DATA EXTRACT:
>>>

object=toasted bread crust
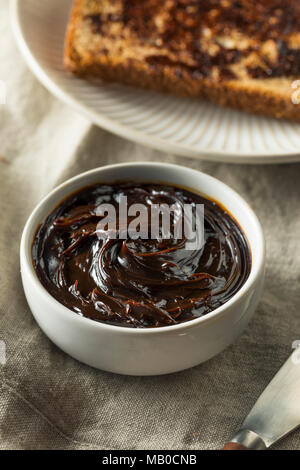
[64,0,300,122]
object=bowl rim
[20,161,265,335]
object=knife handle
[222,442,248,450]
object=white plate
[11,0,300,163]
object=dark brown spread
[85,0,300,80]
[32,182,251,327]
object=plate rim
[10,0,300,164]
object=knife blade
[224,345,300,450]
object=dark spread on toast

<<<

STATED TASK:
Reproduce the material above line for line, character for character, and leave out the picture.

EXERCISE SOLUTION:
object=toasted bread crust
[64,0,300,122]
object=bowl rim
[20,161,265,335]
object=knife handle
[222,442,248,450]
object=white plate
[11,0,300,163]
object=dark brown spread
[85,0,300,80]
[32,182,251,327]
object=plate rim
[10,0,300,164]
object=knife blade
[224,345,300,450]
object=dark spread on toast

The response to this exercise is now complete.